»»

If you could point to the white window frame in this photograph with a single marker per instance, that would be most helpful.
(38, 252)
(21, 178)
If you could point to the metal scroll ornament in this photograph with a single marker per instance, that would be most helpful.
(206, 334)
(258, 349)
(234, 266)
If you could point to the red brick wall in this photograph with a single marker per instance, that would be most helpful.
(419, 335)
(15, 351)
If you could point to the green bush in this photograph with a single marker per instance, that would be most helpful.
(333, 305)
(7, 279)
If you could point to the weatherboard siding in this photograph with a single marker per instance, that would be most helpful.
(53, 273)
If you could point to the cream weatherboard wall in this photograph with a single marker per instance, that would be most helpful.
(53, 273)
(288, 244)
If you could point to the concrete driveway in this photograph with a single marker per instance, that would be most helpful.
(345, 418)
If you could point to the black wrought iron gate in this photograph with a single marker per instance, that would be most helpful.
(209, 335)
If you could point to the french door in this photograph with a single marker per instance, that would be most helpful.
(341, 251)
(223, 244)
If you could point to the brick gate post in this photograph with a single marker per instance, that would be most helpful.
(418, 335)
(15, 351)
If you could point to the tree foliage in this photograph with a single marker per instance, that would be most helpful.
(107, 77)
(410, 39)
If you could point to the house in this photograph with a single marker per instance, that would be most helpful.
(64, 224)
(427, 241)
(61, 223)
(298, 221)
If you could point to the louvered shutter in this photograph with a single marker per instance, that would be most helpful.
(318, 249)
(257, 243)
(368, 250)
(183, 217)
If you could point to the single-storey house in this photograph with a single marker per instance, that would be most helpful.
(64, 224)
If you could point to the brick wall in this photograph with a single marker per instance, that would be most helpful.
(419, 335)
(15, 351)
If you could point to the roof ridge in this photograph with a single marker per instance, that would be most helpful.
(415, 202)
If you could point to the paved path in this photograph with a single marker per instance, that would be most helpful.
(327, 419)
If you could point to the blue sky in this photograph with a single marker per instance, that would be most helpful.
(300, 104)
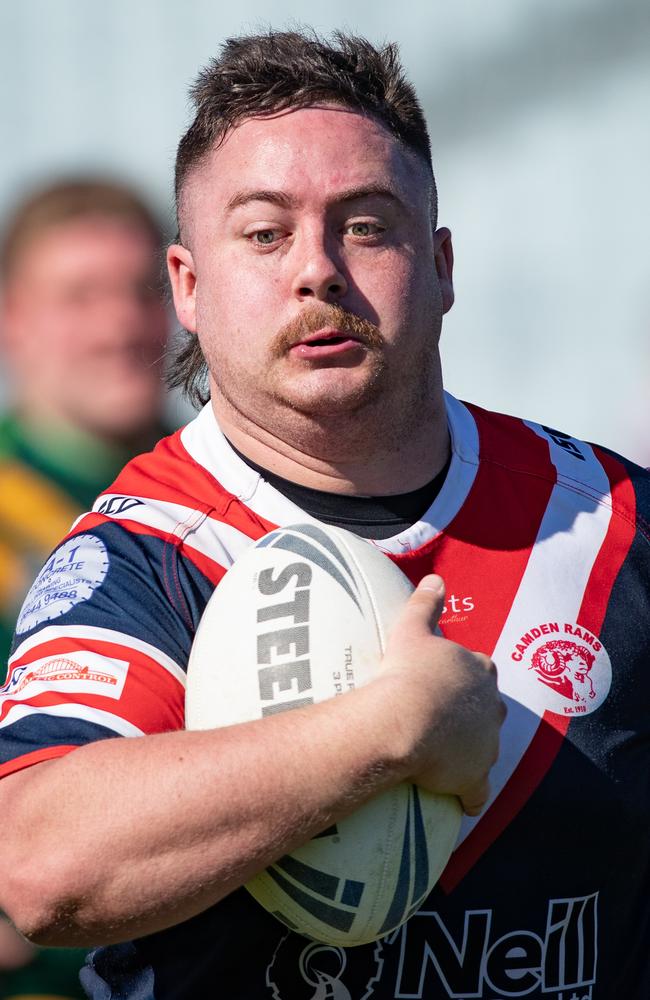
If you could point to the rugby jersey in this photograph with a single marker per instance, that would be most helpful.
(543, 543)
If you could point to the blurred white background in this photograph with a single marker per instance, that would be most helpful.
(538, 111)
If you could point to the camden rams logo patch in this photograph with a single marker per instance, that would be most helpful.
(570, 663)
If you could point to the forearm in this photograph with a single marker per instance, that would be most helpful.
(125, 837)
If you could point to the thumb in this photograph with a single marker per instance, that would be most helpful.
(424, 606)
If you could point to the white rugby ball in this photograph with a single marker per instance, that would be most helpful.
(303, 615)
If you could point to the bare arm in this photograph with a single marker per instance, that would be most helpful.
(124, 837)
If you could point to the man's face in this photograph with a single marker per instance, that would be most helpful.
(85, 326)
(289, 219)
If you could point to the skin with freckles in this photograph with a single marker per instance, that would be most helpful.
(280, 233)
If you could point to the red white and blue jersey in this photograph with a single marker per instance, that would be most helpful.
(544, 545)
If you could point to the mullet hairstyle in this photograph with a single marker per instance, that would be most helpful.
(258, 76)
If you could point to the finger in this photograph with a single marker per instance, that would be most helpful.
(424, 606)
(475, 799)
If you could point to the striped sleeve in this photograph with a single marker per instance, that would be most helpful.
(101, 645)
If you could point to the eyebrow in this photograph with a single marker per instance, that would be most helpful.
(283, 200)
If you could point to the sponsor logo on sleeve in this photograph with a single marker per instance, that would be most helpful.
(570, 662)
(86, 673)
(71, 575)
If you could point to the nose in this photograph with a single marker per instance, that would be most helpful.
(319, 274)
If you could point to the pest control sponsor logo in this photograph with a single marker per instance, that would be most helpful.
(470, 958)
(71, 575)
(87, 673)
(570, 662)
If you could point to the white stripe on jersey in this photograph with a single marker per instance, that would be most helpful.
(573, 522)
(74, 711)
(92, 633)
(220, 542)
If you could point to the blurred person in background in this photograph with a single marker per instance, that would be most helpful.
(84, 327)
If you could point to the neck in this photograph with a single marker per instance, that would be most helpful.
(354, 456)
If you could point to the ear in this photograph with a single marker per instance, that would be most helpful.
(444, 259)
(182, 277)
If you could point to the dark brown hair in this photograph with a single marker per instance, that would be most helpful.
(261, 75)
(66, 201)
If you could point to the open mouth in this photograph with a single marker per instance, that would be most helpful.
(325, 343)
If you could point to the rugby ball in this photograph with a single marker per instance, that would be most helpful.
(301, 616)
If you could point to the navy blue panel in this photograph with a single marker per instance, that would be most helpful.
(149, 592)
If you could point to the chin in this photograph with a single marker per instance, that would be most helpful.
(330, 393)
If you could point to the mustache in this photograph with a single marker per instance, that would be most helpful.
(317, 317)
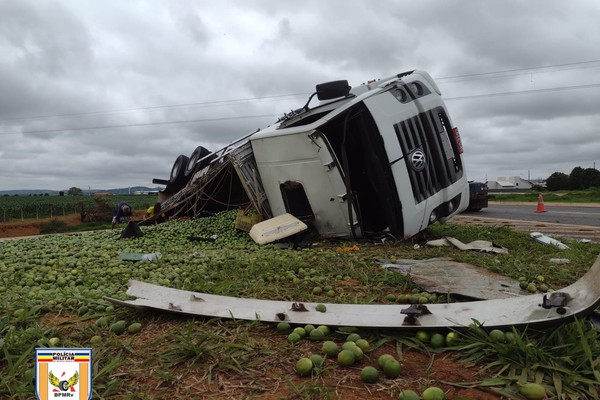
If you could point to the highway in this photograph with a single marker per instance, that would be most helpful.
(564, 220)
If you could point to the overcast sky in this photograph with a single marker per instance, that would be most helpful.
(106, 94)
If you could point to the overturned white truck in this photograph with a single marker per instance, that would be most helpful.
(382, 157)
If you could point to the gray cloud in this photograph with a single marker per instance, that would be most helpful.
(109, 94)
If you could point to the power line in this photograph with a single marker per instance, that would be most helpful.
(205, 104)
(475, 96)
(530, 69)
(140, 124)
(481, 75)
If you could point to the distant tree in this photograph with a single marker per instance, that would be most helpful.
(75, 191)
(558, 181)
(591, 178)
(577, 179)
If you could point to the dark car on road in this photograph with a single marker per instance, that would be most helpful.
(478, 196)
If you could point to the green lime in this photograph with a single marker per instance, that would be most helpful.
(134, 328)
(383, 359)
(423, 336)
(363, 344)
(496, 335)
(283, 328)
(294, 338)
(407, 394)
(317, 360)
(369, 375)
(316, 334)
(438, 340)
(353, 337)
(304, 366)
(300, 331)
(391, 369)
(349, 345)
(346, 358)
(433, 393)
(452, 338)
(330, 348)
(325, 329)
(358, 353)
(95, 340)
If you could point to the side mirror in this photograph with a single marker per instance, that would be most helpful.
(332, 90)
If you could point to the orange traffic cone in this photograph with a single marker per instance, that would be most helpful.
(540, 207)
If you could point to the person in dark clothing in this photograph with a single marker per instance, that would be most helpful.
(123, 212)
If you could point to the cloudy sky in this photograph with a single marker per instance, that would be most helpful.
(105, 94)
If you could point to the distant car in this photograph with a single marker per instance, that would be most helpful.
(478, 196)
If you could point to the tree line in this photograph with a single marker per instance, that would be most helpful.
(578, 179)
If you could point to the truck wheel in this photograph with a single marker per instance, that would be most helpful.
(178, 170)
(197, 154)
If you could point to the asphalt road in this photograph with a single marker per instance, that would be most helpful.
(558, 214)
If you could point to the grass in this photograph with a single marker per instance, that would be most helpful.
(591, 195)
(46, 282)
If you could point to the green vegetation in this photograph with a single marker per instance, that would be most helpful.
(29, 207)
(591, 195)
(53, 289)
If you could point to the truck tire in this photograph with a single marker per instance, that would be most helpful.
(197, 154)
(178, 170)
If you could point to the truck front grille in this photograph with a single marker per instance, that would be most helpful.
(429, 132)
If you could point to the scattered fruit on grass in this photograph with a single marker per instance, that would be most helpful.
(316, 334)
(294, 338)
(391, 369)
(369, 375)
(438, 340)
(304, 366)
(533, 391)
(407, 394)
(363, 344)
(325, 329)
(353, 337)
(317, 360)
(451, 338)
(358, 353)
(423, 336)
(497, 336)
(134, 328)
(330, 348)
(510, 337)
(300, 331)
(283, 328)
(383, 359)
(346, 358)
(433, 393)
(118, 327)
(95, 340)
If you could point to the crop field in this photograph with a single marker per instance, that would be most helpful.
(53, 287)
(27, 207)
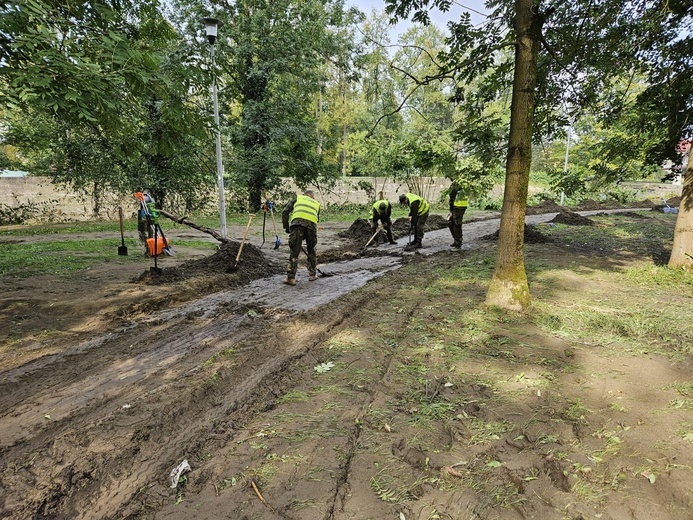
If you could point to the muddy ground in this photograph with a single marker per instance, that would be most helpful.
(111, 380)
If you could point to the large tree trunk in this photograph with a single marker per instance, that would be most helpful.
(509, 288)
(682, 252)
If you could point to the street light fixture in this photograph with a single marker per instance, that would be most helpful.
(211, 26)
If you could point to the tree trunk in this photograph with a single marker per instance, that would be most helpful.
(509, 288)
(682, 252)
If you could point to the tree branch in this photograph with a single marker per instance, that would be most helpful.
(204, 229)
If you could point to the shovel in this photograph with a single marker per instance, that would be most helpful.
(371, 239)
(122, 250)
(264, 220)
(277, 242)
(234, 267)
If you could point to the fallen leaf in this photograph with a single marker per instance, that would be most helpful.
(452, 472)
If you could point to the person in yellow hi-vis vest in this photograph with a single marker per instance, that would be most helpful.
(418, 214)
(458, 205)
(300, 219)
(382, 211)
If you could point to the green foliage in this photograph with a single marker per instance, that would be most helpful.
(80, 61)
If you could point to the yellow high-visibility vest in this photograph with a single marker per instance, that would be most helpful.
(377, 204)
(423, 205)
(306, 208)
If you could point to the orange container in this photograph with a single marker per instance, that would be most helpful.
(160, 245)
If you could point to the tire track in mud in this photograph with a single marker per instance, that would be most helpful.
(342, 482)
(169, 425)
(98, 457)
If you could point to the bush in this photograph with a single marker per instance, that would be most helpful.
(12, 215)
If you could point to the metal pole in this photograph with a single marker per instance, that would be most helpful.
(220, 165)
(565, 163)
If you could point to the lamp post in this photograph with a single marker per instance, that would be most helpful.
(571, 120)
(211, 26)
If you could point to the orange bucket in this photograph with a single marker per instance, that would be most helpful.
(160, 245)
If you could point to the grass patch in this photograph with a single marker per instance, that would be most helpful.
(64, 258)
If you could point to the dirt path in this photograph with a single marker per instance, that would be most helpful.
(103, 393)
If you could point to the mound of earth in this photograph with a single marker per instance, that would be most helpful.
(532, 236)
(435, 221)
(571, 218)
(360, 229)
(547, 206)
(252, 264)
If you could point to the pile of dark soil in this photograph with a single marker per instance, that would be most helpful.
(532, 236)
(547, 206)
(359, 229)
(252, 265)
(571, 218)
(435, 221)
(550, 206)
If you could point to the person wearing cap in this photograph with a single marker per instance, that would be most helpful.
(300, 219)
(382, 211)
(458, 205)
(418, 214)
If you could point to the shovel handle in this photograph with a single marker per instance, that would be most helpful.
(238, 256)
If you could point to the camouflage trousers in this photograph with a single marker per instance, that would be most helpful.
(455, 223)
(296, 238)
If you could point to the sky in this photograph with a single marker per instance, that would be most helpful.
(438, 18)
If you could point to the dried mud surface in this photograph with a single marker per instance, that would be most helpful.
(112, 380)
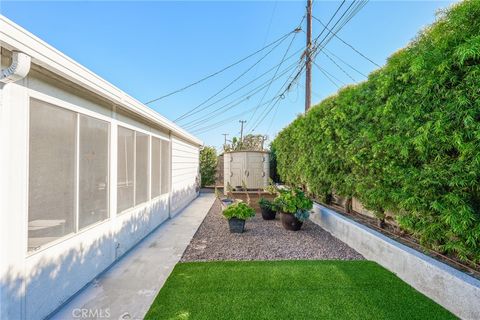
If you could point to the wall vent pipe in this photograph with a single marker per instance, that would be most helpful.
(18, 69)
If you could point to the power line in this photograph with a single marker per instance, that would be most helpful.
(221, 70)
(237, 90)
(345, 63)
(346, 43)
(192, 111)
(347, 15)
(281, 62)
(281, 96)
(234, 103)
(227, 120)
(323, 71)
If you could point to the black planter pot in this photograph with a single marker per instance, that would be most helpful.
(268, 214)
(289, 222)
(236, 225)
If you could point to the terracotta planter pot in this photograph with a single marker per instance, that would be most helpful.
(289, 222)
(268, 214)
(236, 225)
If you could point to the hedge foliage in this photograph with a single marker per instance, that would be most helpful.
(407, 140)
(208, 165)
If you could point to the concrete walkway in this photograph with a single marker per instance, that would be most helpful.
(127, 290)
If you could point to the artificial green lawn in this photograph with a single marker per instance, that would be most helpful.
(290, 290)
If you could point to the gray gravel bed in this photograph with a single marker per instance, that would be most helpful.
(263, 240)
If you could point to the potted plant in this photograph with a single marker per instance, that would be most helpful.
(294, 208)
(236, 214)
(267, 208)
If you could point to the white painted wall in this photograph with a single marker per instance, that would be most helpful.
(33, 285)
(185, 173)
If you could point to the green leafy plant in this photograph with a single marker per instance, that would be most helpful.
(239, 210)
(406, 141)
(208, 165)
(266, 204)
(302, 215)
(291, 201)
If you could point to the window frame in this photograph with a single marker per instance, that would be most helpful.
(112, 122)
(41, 97)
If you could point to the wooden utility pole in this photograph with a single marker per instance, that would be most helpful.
(225, 140)
(241, 130)
(308, 60)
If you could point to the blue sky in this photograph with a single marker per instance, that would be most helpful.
(150, 48)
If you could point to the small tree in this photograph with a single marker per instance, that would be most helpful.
(251, 142)
(208, 165)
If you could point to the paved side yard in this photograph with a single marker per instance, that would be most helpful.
(290, 290)
(263, 240)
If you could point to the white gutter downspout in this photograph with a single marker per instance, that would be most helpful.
(18, 69)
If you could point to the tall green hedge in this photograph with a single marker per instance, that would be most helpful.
(407, 140)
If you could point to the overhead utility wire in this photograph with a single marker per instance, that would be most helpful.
(344, 19)
(221, 122)
(345, 63)
(236, 102)
(192, 111)
(281, 62)
(232, 93)
(323, 71)
(269, 109)
(319, 46)
(323, 43)
(220, 71)
(346, 43)
(281, 96)
(242, 98)
(338, 66)
(224, 121)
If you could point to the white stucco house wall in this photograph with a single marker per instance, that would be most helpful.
(86, 172)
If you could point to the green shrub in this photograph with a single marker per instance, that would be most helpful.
(291, 201)
(208, 165)
(239, 210)
(407, 140)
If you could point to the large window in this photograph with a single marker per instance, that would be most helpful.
(69, 171)
(156, 177)
(125, 169)
(93, 171)
(165, 167)
(160, 167)
(142, 142)
(60, 142)
(52, 153)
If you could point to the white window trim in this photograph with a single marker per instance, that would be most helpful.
(112, 122)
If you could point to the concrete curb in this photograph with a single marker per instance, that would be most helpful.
(454, 290)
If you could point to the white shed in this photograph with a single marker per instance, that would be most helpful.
(246, 167)
(86, 172)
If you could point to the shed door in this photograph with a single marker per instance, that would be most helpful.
(255, 170)
(237, 169)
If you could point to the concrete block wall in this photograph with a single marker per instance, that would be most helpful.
(454, 290)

««

TASK STATEMENT
Reproduce, word for word, only the lines from the one that contains "If you could point to the green shrub" through the final line.

RESULT
If you could point to the green shrub in this photograph with a single marker per instance, that would be most helpful.
(291, 201)
(208, 165)
(239, 210)
(407, 140)
If you could point to the large window in this photograph with a single marker per instance, that would be most helpful.
(69, 171)
(156, 177)
(125, 169)
(93, 171)
(165, 167)
(160, 167)
(142, 142)
(60, 142)
(52, 153)
If you could point to the white window trim in this photograph with a single marker per instance, that would be most helpful.
(112, 122)
If you could point to the concrete curb in this photograph with a single marker per instance, that would be most helpful.
(454, 290)
If you could point to the white shed in this photograph with a single marker per instance, that would be most helpful.
(246, 167)
(86, 172)
If you could point to the shed door in this photograph with a single marker per instance, that would be most helpful.
(255, 170)
(237, 169)
If you could point to the concrete block wall in this photograph with a single marker per instance, that would be most helpful.
(454, 290)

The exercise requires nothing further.